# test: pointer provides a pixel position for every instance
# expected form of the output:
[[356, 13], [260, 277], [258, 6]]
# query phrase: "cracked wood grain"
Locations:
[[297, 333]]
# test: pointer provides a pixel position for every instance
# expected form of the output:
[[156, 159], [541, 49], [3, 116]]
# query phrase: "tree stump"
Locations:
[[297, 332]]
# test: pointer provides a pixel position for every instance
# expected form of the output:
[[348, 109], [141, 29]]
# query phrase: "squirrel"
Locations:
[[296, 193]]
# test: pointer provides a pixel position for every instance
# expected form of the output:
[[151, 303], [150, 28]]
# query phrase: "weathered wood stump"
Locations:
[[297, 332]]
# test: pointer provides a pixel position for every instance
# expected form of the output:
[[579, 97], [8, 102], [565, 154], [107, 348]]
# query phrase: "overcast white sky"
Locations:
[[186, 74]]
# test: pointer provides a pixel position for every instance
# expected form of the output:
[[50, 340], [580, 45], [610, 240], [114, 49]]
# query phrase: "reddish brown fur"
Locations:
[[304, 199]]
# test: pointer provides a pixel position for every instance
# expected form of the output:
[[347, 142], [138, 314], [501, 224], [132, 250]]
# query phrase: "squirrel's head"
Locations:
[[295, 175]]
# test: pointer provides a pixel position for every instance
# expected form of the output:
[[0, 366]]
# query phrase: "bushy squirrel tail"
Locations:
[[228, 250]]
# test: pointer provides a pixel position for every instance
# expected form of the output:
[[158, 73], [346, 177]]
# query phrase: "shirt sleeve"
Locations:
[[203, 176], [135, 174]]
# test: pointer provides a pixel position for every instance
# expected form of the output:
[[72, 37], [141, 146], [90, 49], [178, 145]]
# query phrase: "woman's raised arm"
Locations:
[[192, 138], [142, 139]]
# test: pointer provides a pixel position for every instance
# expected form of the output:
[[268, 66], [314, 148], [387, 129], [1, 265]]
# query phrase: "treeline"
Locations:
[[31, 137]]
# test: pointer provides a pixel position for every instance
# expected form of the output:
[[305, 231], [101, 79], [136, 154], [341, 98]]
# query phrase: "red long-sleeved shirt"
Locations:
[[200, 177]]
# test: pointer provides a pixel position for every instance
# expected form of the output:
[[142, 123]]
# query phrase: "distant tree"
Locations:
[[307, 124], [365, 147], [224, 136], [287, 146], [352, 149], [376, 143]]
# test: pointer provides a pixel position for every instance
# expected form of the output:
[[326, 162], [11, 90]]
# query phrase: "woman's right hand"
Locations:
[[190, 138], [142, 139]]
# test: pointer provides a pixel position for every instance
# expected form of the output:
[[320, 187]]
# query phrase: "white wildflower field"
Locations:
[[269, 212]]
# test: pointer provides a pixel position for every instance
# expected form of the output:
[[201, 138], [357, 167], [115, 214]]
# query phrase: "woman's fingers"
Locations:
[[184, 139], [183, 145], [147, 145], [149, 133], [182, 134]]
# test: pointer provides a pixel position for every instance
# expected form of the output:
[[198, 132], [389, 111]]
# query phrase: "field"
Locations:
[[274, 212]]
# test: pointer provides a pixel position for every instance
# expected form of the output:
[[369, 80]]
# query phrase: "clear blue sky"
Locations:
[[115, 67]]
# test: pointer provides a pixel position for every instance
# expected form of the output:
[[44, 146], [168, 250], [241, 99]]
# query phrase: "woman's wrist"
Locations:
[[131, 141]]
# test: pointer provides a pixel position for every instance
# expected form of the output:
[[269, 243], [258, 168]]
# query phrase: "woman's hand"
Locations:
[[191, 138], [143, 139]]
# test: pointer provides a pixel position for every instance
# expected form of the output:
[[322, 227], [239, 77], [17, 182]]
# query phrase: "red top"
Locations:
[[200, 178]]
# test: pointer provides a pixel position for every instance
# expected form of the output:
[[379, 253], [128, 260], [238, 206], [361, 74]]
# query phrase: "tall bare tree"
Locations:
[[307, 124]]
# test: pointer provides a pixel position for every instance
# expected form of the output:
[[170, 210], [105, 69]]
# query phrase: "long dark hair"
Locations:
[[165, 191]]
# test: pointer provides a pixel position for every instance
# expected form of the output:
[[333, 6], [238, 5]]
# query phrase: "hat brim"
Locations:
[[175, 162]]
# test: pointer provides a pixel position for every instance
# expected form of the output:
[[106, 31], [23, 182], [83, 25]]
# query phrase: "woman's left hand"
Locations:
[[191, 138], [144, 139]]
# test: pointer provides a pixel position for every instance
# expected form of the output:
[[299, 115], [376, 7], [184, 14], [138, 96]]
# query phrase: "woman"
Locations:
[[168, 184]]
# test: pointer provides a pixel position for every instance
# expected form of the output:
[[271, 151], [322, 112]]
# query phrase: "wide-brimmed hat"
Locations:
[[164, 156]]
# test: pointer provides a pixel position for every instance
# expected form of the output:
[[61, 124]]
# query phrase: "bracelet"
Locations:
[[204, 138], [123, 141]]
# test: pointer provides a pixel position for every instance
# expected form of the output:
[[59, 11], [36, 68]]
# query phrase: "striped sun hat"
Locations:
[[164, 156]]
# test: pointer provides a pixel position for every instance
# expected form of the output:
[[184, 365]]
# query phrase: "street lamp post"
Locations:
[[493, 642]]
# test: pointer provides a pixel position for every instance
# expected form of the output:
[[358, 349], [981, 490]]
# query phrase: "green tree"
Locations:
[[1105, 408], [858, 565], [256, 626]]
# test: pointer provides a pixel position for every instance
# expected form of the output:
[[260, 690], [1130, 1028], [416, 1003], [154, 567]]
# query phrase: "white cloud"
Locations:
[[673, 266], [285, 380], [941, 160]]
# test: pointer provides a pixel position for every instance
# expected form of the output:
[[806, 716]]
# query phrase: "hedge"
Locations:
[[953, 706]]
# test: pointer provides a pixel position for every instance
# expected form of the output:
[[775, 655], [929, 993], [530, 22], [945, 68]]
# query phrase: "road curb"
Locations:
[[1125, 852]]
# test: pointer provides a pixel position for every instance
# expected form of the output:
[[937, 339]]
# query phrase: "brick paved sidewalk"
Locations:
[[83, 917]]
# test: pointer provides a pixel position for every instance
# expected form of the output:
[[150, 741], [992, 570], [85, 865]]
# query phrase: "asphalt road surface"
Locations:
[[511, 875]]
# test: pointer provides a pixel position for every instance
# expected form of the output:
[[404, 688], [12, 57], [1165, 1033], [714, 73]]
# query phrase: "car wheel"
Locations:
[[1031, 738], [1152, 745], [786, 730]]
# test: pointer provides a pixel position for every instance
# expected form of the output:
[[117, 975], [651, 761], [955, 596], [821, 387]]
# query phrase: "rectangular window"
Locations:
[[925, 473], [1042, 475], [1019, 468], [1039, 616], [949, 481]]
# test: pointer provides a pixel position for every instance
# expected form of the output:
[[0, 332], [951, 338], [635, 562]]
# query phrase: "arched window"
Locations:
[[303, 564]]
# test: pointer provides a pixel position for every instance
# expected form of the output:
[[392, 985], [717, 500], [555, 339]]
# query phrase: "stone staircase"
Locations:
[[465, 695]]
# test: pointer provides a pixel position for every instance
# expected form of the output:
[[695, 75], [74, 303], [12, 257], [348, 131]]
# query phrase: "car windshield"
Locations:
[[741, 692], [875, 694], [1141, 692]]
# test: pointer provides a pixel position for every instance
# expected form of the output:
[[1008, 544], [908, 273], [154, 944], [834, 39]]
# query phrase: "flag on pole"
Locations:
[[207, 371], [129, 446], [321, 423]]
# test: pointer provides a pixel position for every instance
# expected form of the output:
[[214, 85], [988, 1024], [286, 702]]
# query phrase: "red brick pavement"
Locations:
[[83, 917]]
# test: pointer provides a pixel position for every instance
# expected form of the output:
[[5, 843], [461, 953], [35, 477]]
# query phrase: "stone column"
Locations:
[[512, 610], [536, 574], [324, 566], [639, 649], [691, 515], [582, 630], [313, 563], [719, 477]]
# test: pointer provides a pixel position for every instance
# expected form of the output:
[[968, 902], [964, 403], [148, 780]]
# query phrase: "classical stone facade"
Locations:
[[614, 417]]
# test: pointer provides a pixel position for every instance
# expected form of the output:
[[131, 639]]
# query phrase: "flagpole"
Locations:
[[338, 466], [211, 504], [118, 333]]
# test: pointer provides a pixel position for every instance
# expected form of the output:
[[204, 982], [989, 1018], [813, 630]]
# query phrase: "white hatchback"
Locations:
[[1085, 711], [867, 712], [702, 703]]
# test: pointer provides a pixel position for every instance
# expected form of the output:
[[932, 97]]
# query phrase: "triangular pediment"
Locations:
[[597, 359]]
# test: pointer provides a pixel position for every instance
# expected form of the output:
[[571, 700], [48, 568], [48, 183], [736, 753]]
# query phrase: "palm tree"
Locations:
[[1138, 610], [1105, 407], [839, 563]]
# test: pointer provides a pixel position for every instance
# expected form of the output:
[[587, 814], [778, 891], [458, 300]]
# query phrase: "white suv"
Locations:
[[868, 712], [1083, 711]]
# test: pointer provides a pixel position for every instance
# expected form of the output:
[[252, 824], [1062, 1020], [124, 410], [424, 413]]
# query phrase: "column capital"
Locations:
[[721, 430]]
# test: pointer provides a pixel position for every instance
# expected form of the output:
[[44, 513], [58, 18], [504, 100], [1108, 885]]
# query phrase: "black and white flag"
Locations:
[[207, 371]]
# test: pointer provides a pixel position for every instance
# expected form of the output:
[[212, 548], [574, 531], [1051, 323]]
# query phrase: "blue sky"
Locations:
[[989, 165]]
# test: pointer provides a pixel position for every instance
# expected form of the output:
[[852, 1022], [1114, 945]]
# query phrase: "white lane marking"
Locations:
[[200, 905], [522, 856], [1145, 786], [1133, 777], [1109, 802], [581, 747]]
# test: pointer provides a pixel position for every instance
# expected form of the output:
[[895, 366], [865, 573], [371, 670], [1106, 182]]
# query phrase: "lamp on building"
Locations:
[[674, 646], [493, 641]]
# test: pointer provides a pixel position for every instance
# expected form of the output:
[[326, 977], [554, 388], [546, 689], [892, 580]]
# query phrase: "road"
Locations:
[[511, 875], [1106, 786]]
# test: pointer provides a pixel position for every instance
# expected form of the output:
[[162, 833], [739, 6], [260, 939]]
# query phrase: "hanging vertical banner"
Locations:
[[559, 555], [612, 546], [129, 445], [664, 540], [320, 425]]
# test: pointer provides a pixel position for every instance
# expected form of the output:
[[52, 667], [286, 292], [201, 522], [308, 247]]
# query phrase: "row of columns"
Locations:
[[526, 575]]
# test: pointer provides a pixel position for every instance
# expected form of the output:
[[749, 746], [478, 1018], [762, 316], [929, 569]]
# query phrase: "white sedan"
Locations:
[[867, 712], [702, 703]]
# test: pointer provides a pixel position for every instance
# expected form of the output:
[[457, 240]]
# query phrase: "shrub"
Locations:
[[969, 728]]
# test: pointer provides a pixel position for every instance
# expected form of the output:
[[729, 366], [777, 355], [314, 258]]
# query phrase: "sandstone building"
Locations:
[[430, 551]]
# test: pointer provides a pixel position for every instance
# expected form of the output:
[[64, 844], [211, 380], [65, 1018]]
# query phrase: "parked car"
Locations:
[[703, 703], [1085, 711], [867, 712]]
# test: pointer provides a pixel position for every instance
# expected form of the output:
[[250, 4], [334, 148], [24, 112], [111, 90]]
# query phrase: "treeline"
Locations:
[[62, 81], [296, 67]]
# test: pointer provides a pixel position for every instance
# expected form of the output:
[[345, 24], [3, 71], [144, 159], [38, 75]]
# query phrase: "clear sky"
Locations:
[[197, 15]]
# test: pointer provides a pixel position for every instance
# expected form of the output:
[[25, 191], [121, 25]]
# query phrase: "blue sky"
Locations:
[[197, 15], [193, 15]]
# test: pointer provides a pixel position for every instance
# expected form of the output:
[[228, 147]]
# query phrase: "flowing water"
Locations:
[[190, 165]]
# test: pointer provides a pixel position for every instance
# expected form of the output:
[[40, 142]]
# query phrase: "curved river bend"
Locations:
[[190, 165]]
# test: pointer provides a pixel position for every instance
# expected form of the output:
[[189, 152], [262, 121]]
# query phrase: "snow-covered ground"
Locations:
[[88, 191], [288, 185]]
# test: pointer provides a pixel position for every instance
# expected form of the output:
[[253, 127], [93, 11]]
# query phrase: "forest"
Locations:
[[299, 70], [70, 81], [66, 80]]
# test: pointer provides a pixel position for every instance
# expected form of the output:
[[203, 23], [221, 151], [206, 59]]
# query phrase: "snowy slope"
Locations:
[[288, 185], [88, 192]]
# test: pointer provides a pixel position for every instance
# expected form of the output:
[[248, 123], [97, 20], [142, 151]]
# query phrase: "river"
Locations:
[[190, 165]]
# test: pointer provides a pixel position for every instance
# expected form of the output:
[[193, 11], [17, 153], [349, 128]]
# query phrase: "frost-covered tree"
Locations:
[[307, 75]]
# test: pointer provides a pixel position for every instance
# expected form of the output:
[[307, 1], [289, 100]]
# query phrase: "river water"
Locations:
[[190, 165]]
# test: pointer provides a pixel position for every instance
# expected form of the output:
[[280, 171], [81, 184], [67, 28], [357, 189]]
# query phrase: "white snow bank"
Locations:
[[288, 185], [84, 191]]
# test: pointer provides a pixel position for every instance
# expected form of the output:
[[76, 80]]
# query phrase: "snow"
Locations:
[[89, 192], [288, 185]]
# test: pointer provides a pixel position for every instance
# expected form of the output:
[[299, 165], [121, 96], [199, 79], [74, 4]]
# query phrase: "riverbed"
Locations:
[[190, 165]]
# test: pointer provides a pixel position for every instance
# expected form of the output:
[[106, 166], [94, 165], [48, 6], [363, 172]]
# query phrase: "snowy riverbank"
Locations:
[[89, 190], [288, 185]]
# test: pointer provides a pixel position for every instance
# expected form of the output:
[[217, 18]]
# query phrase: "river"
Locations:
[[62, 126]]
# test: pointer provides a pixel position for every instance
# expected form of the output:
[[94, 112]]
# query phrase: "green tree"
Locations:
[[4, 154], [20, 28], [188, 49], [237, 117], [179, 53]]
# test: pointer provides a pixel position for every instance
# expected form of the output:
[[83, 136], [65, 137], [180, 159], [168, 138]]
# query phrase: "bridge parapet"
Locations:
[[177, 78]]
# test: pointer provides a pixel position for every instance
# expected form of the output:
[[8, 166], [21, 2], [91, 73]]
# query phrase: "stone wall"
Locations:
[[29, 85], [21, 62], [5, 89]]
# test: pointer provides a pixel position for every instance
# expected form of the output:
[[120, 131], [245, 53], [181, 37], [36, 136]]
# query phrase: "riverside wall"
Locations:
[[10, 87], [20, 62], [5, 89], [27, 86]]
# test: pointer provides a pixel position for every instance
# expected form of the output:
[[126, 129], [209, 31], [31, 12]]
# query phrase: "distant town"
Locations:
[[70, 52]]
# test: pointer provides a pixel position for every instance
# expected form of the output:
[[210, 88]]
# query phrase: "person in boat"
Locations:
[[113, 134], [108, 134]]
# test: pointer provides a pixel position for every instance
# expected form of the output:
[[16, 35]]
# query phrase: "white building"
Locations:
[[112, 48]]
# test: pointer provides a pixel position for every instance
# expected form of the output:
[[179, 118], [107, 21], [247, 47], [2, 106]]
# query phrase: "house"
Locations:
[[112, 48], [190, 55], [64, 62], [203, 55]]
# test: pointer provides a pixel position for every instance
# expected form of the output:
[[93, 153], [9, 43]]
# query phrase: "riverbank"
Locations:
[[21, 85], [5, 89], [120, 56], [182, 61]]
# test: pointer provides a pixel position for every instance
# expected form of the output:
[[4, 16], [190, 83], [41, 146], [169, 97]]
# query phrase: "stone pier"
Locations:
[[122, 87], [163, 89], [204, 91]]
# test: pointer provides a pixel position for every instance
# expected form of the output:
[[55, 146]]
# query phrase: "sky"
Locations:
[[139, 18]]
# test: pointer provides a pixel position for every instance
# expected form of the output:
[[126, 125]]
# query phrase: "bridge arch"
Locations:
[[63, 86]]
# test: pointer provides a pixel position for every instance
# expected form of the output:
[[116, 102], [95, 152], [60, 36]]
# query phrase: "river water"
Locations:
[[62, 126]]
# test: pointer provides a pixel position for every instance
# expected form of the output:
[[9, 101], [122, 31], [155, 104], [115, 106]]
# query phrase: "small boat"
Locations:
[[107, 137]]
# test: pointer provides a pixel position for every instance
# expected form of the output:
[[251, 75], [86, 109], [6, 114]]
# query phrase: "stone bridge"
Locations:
------------------------------------------------------------------------
AIM OF THE EXERCISE: Nothing but a number is needed: the count of lines above that contain "wall".

SOLUTION: 2